→ Directions: The entries below must be repeated exactly. None may be skipped.

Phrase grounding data
= = = = = = =
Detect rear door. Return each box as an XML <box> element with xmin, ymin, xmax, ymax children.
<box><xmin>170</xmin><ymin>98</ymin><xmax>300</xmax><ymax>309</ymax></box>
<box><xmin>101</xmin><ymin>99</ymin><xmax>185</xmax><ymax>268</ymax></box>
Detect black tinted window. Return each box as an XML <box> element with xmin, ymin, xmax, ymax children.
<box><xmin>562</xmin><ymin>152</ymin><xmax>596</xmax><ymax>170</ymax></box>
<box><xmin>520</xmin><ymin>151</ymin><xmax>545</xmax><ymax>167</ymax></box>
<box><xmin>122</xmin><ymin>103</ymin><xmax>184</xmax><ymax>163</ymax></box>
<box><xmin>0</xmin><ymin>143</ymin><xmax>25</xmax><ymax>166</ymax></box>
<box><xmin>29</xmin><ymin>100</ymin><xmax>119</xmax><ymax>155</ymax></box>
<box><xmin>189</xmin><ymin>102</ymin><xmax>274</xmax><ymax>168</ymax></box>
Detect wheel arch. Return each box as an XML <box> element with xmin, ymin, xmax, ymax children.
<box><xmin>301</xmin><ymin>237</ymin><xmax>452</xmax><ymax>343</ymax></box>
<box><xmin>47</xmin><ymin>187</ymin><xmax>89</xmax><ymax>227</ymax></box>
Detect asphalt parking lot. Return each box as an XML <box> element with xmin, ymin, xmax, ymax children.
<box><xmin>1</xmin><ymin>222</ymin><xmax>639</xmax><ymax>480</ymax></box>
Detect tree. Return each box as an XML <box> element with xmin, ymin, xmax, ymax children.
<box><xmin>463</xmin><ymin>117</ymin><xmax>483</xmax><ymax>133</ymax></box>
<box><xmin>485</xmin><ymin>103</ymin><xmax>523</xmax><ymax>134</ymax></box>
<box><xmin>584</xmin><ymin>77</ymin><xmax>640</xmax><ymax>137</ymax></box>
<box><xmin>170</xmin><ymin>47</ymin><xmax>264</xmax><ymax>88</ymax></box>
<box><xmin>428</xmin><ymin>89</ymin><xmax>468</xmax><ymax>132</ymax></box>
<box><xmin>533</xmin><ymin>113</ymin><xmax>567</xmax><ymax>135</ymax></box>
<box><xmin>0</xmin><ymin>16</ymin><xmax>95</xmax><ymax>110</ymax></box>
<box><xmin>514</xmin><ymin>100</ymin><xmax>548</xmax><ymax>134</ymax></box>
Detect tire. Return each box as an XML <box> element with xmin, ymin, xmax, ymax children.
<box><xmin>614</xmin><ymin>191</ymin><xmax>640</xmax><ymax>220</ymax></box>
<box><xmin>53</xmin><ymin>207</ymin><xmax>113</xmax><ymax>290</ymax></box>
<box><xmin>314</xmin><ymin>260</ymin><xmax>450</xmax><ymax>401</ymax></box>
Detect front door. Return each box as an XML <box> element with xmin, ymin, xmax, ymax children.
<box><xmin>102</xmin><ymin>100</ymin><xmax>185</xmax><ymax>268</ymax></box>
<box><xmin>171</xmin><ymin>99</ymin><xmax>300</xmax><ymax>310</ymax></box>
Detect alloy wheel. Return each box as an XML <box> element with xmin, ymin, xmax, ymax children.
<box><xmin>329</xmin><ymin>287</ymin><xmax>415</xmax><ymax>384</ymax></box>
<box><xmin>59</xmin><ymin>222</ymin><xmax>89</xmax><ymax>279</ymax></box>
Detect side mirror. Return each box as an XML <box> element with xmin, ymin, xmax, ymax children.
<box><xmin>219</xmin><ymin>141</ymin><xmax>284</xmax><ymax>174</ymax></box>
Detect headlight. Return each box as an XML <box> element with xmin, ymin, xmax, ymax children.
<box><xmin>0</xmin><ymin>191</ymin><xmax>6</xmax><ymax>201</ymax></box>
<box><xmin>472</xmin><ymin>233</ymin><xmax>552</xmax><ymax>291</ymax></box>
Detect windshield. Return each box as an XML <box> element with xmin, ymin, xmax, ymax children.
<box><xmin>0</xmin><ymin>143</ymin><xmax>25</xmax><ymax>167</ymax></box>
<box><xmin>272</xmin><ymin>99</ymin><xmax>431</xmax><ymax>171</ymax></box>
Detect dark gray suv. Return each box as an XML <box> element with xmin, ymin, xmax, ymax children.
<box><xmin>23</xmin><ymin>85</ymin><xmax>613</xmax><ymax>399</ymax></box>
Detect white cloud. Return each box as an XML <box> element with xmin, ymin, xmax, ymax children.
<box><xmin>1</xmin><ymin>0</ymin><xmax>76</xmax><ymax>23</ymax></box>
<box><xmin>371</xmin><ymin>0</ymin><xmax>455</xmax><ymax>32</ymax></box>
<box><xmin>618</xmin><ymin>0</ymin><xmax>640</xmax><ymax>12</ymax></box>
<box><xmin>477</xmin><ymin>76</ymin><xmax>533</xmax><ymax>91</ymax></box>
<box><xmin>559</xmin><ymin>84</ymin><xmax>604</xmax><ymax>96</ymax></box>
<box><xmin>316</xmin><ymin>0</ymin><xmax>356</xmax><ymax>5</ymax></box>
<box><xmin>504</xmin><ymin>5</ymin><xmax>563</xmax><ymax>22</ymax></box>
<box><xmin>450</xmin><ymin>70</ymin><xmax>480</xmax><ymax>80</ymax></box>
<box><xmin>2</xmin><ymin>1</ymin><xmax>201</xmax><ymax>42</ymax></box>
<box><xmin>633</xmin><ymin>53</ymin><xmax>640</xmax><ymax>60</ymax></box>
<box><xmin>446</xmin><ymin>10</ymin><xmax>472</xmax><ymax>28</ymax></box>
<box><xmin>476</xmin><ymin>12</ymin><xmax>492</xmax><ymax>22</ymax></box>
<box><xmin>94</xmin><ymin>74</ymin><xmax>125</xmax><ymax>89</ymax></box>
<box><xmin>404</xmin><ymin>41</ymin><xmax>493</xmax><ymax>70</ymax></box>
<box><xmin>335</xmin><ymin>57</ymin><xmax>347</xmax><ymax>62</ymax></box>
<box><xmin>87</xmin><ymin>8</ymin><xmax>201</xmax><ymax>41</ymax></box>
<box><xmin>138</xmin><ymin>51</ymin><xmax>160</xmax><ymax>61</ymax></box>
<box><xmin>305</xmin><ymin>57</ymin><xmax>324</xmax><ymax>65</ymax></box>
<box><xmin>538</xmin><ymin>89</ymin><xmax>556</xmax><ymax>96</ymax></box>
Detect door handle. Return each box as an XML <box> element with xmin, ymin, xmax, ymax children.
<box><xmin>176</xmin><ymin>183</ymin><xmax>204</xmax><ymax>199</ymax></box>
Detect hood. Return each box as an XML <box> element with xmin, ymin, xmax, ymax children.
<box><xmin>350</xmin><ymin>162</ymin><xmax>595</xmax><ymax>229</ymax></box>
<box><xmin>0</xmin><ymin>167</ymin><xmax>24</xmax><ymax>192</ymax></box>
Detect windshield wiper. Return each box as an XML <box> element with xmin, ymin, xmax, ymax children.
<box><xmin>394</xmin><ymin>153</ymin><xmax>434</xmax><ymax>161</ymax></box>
= = = = = = =
→ Solution to this exercise:
Detect rear door. Return each box as an XML <box> element with xmin, ymin, xmax, ymax children.
<box><xmin>170</xmin><ymin>98</ymin><xmax>300</xmax><ymax>309</ymax></box>
<box><xmin>101</xmin><ymin>99</ymin><xmax>185</xmax><ymax>268</ymax></box>
Detect black tinted window. Return each box as an XML <box> element with xmin, ymin, xmax, ymax children.
<box><xmin>562</xmin><ymin>152</ymin><xmax>596</xmax><ymax>170</ymax></box>
<box><xmin>520</xmin><ymin>151</ymin><xmax>545</xmax><ymax>167</ymax></box>
<box><xmin>122</xmin><ymin>103</ymin><xmax>184</xmax><ymax>163</ymax></box>
<box><xmin>0</xmin><ymin>143</ymin><xmax>25</xmax><ymax>166</ymax></box>
<box><xmin>29</xmin><ymin>100</ymin><xmax>119</xmax><ymax>155</ymax></box>
<box><xmin>189</xmin><ymin>102</ymin><xmax>274</xmax><ymax>168</ymax></box>
Detect wheel arch. Return each box as an XML <box> element with xmin, ymin, xmax, ymax children.
<box><xmin>301</xmin><ymin>237</ymin><xmax>452</xmax><ymax>343</ymax></box>
<box><xmin>47</xmin><ymin>187</ymin><xmax>89</xmax><ymax>227</ymax></box>
Detect asphalt parking lot. Return each box as an XML <box> element with xmin, ymin, xmax, ymax children.
<box><xmin>1</xmin><ymin>222</ymin><xmax>639</xmax><ymax>480</ymax></box>
Detect tree. Return each box as an XML <box> element with xmin, ymin, xmax, ymax children.
<box><xmin>463</xmin><ymin>117</ymin><xmax>483</xmax><ymax>133</ymax></box>
<box><xmin>485</xmin><ymin>103</ymin><xmax>523</xmax><ymax>134</ymax></box>
<box><xmin>584</xmin><ymin>77</ymin><xmax>640</xmax><ymax>137</ymax></box>
<box><xmin>170</xmin><ymin>47</ymin><xmax>264</xmax><ymax>88</ymax></box>
<box><xmin>428</xmin><ymin>89</ymin><xmax>468</xmax><ymax>132</ymax></box>
<box><xmin>533</xmin><ymin>113</ymin><xmax>567</xmax><ymax>135</ymax></box>
<box><xmin>0</xmin><ymin>16</ymin><xmax>95</xmax><ymax>110</ymax></box>
<box><xmin>514</xmin><ymin>100</ymin><xmax>548</xmax><ymax>134</ymax></box>
Detect tire. Return each box as an XML <box> element with xmin, ymin, xmax, ymax children.
<box><xmin>614</xmin><ymin>191</ymin><xmax>640</xmax><ymax>220</ymax></box>
<box><xmin>53</xmin><ymin>207</ymin><xmax>113</xmax><ymax>290</ymax></box>
<box><xmin>314</xmin><ymin>260</ymin><xmax>450</xmax><ymax>401</ymax></box>
Detect front door. Return each box as an XML <box> element with xmin, ymin, xmax, ymax children.
<box><xmin>102</xmin><ymin>100</ymin><xmax>185</xmax><ymax>268</ymax></box>
<box><xmin>171</xmin><ymin>99</ymin><xmax>300</xmax><ymax>310</ymax></box>
Detect alloy wheel. Return each box as an XML <box> element with xmin, ymin, xmax, ymax children.
<box><xmin>329</xmin><ymin>287</ymin><xmax>415</xmax><ymax>384</ymax></box>
<box><xmin>59</xmin><ymin>222</ymin><xmax>89</xmax><ymax>279</ymax></box>
Detect side mirror. Return each box as an XML <box> element with xmin, ymin, xmax, ymax children.
<box><xmin>219</xmin><ymin>141</ymin><xmax>284</xmax><ymax>174</ymax></box>
Detect headlight. Return each box as an XML <box> element with xmin, ymin, xmax, ymax children.
<box><xmin>0</xmin><ymin>191</ymin><xmax>6</xmax><ymax>201</ymax></box>
<box><xmin>472</xmin><ymin>233</ymin><xmax>552</xmax><ymax>291</ymax></box>
Detect windshield. Return each box as an XML <box> element with xmin, ymin, xmax, ymax children.
<box><xmin>0</xmin><ymin>143</ymin><xmax>25</xmax><ymax>167</ymax></box>
<box><xmin>272</xmin><ymin>99</ymin><xmax>431</xmax><ymax>171</ymax></box>
Detect dark gray suv. Return each box as an XML <box> element with xmin, ymin, xmax, ymax children.
<box><xmin>23</xmin><ymin>85</ymin><xmax>613</xmax><ymax>399</ymax></box>
Detect white cloud. Return each box as an XML <box> element with xmin, ymin, xmax, ymax children.
<box><xmin>1</xmin><ymin>0</ymin><xmax>76</xmax><ymax>23</ymax></box>
<box><xmin>371</xmin><ymin>0</ymin><xmax>455</xmax><ymax>32</ymax></box>
<box><xmin>618</xmin><ymin>0</ymin><xmax>640</xmax><ymax>12</ymax></box>
<box><xmin>477</xmin><ymin>76</ymin><xmax>533</xmax><ymax>91</ymax></box>
<box><xmin>559</xmin><ymin>84</ymin><xmax>604</xmax><ymax>96</ymax></box>
<box><xmin>316</xmin><ymin>0</ymin><xmax>356</xmax><ymax>5</ymax></box>
<box><xmin>504</xmin><ymin>5</ymin><xmax>563</xmax><ymax>22</ymax></box>
<box><xmin>450</xmin><ymin>70</ymin><xmax>480</xmax><ymax>80</ymax></box>
<box><xmin>2</xmin><ymin>1</ymin><xmax>201</xmax><ymax>42</ymax></box>
<box><xmin>633</xmin><ymin>53</ymin><xmax>640</xmax><ymax>60</ymax></box>
<box><xmin>446</xmin><ymin>10</ymin><xmax>472</xmax><ymax>28</ymax></box>
<box><xmin>476</xmin><ymin>12</ymin><xmax>492</xmax><ymax>22</ymax></box>
<box><xmin>94</xmin><ymin>74</ymin><xmax>125</xmax><ymax>89</ymax></box>
<box><xmin>404</xmin><ymin>41</ymin><xmax>493</xmax><ymax>70</ymax></box>
<box><xmin>335</xmin><ymin>57</ymin><xmax>347</xmax><ymax>62</ymax></box>
<box><xmin>87</xmin><ymin>8</ymin><xmax>201</xmax><ymax>41</ymax></box>
<box><xmin>138</xmin><ymin>51</ymin><xmax>160</xmax><ymax>61</ymax></box>
<box><xmin>305</xmin><ymin>57</ymin><xmax>324</xmax><ymax>65</ymax></box>
<box><xmin>538</xmin><ymin>89</ymin><xmax>556</xmax><ymax>96</ymax></box>
Detect door handle. Return each box as an XML <box> element with xmin, ymin, xmax, ymax children.
<box><xmin>176</xmin><ymin>183</ymin><xmax>204</xmax><ymax>199</ymax></box>
Detect hood. Return each box as an XML <box> element with xmin, ymin, xmax, ymax children.
<box><xmin>350</xmin><ymin>162</ymin><xmax>595</xmax><ymax>229</ymax></box>
<box><xmin>0</xmin><ymin>167</ymin><xmax>24</xmax><ymax>192</ymax></box>
Detect windshield wiper. Return each box as an XML <box> element with xmin, ymin, xmax, ymax children.
<box><xmin>394</xmin><ymin>153</ymin><xmax>434</xmax><ymax>161</ymax></box>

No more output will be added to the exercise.